Excerpted passage Start Marker

2nd surgery
6.26.2008
Well, as much as I didn't want to end up on the operating table again...I did. Exactly 11 months after my first surgery I had to have another. This one was worse. First off because I got to the hospital all scrubbed up and ready to go and the doc came in and told me my ovarian cancer markers were through the roof. 60 would be high but still okay - mine were 600! She didn't feel comfortable doing the surgery and sent me to an oncologist. The guy I saw was Chief of Gynecology and Gynecological Oncology...smart guy. He and his staff were really great - told me that there was little chance I had cancer and that endo can cause those really high markers. We knew my endo was bad b/c it was Stage IV (high as you can get) last year. They were going to test the mass in my right ovary during the surgery anyway just to be sure it wasn't cancer. The endometrioma (kinda like a cyst) inside my right ovary was 8 cm at that point (normal size is from 1.5-3 cm) and my poor ovary was completely destroyed. They removed it and the accompanying tube. Adhesions had caused it to be stuck to everything - that and the size were causing the extreme pain. Endo was back and worse than last year. It was everywhere - on my bladder, appendix and colon. Some if it they couldn't zap because those organs are so sensitive and didn't want to damage them. The surgery went well - no cancer.

Excerpted passage End Marker
Data for review Start Marker

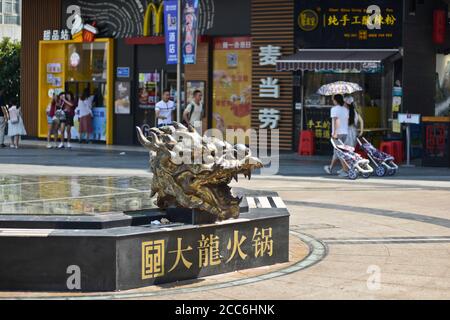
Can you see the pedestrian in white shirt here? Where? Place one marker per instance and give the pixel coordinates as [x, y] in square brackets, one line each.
[164, 110]
[194, 112]
[339, 116]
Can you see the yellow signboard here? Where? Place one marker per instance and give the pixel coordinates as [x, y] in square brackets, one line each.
[232, 92]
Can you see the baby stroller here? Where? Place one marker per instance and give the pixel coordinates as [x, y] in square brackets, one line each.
[383, 162]
[356, 164]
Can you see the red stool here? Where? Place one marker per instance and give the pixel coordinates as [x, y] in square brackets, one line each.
[387, 147]
[307, 144]
[399, 153]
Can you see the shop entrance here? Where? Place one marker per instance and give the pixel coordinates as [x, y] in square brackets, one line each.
[97, 89]
[151, 85]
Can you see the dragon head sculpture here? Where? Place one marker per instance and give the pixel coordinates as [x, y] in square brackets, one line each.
[194, 171]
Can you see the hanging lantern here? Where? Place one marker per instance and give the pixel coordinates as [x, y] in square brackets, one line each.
[439, 26]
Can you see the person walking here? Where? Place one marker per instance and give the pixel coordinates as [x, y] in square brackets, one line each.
[66, 120]
[164, 110]
[16, 129]
[339, 116]
[52, 122]
[355, 123]
[85, 113]
[3, 120]
[194, 112]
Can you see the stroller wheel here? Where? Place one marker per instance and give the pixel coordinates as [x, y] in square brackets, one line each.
[392, 172]
[353, 174]
[381, 171]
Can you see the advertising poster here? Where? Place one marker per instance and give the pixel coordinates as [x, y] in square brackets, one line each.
[190, 31]
[99, 124]
[191, 87]
[171, 31]
[442, 99]
[122, 104]
[232, 89]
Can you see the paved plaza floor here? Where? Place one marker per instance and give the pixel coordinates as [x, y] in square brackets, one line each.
[382, 238]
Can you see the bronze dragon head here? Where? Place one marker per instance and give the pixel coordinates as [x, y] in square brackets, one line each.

Data for review End Marker

• [Task instructions] Can you carry on the post about the 2nd surgery, picking up right after its last sentence?

• [Exercise response]
Recovery was WAAAAAAY worse than last year. It was at least a week before I could sit up without a lot of pain, and a solid two weeks before I could think about walking. And of course my pain medication didn't work. I was not ready to go back to work, but had to. Luckily, right before and during the surgery Katie and David were here taking care of me :). And Mom flew in as they left and stayed for 10 days to take care of me. There's no way I could have survived without them. Chris had to work of course and could only take the day of surgery off.
It's two months later though and I feel pretty good now. I'm still really tired and just not 100%, but pain-free so that is good anyway. And without the right ovary, my doc thinks the pain won't come back. We'll see I guess... I can't do anymore surgeries though. The scar tissue will become a serious problem, and we're hoping to have kids. Pregnancy is supposed to be really good for endo :).